The Financial Crimes Enforcement Network (FinCEN) has published a notice of proposed rulemaking (NPRM) in the Federal Register that could fundamentally reshape how cryptocurrency mixing services operate within the United States. Published on October 23, 2023, the proposal marks the first time FinCEN has invoked Section 311 of the USA PATRIOT Act against an entire class of international transactions rather than targeting specific jurisdictions or institutions.

The Exploit Mechanics

Cryptocurrency mixing services, also known as tumblers, work by pooling funds from multiple users and redistributing them through a series of complex transactions designed to break the on-chain link between sender and receiver. The NPRM identifies several specific mechanisms that fall under its definition of CVC mixing: pooling or aggregating cryptocurrency from multiple persons, wallets, or addresses; using programmatic or algorithmic code to coordinate transaction structures; splitting cryptocurrency for transmittal through independent transactions; creating single-use wallets and routing funds through a series of separate transfers; exchanging between types of cryptocurrency or digital assets; and facilitating user-initiated delays in transactional activity.

The timing of this regulatory action is particularly notable. FinCEN specifically cited concerns about the use of cryptocurrency mixing to facilitate money laundering connected to terrorism financing, including Hamas and its activities. The proposal follows increasing scrutiny of privacy-enhancing tools in the cryptocurrency space, with regulators arguing that mixers create opacity that enables illicit financial flows.

Affected Systems

The proposed rule would impose reporting and recordkeeping requirements on a broad range of domestic financial institutions, including banks, broker-dealers, money services businesses (MSBs), futures commission merchants, casinos, and certain other covered entities. Any transaction that a covered institution knows, suspects, or has reason to suspect involves CVC mixing within or involving a jurisdiction outside the United States would trigger these requirements.

Short problem 1 - Find every line of the records that contains the string "dark", and copy each one out. Case counts.

Records for processing -
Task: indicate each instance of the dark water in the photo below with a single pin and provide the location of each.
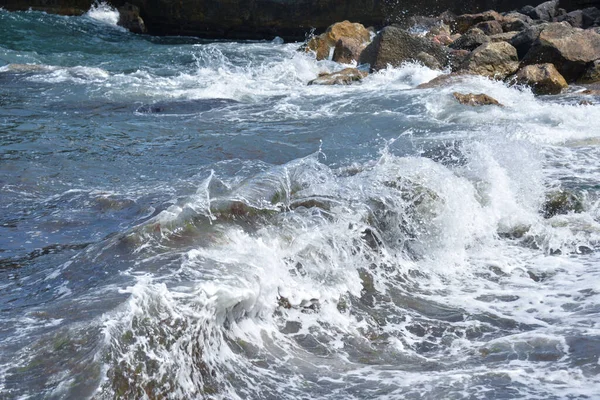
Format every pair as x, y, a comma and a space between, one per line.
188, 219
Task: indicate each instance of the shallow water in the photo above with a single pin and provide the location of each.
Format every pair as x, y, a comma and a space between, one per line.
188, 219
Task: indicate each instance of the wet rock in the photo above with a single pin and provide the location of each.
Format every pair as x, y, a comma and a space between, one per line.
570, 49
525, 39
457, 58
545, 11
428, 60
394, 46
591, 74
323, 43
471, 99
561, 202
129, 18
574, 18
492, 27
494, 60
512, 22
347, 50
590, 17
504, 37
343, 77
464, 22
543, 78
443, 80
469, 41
==
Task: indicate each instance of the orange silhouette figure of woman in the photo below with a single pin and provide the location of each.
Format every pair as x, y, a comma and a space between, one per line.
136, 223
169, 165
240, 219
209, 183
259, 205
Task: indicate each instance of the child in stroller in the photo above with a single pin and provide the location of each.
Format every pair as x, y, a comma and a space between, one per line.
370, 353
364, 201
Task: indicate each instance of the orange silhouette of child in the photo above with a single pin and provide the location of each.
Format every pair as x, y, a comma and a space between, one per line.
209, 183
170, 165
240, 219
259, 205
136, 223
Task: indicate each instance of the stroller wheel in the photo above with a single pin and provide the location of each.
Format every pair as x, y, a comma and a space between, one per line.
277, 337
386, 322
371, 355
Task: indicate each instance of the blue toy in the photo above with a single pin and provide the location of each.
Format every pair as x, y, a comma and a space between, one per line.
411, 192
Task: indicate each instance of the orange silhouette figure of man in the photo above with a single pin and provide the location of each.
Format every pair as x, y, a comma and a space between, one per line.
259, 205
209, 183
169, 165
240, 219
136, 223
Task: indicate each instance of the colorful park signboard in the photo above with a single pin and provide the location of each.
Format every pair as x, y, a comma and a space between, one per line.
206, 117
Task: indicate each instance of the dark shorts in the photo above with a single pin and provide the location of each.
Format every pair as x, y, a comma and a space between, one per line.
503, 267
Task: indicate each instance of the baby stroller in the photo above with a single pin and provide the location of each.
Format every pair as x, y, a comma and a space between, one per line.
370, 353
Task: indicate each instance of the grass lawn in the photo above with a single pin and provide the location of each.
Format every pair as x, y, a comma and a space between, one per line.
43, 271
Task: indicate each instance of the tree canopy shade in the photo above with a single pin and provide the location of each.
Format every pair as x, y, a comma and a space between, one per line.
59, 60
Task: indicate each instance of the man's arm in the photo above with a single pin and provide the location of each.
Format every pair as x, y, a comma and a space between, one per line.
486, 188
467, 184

Short problem 2 -
Answer these questions from the text on cryptocurrency mixing:
(a) On what date was FinCEN's proposal published?
(b) What other name does the text give for cryptocurrency mixing services?
(c) Which group does FinCEN name in its concerns about terrorism financing?

Problem solution 1 -
Task: indicate each instance of the dark water in the photo below with a single pin and provide the location of each.
Task: indicate each instance of the dark shorts in the photo above with a single pin and provide the location of each.

Problem solution 2 -
(a) October 23, 2023
(b) Tumblers
(c) Hamas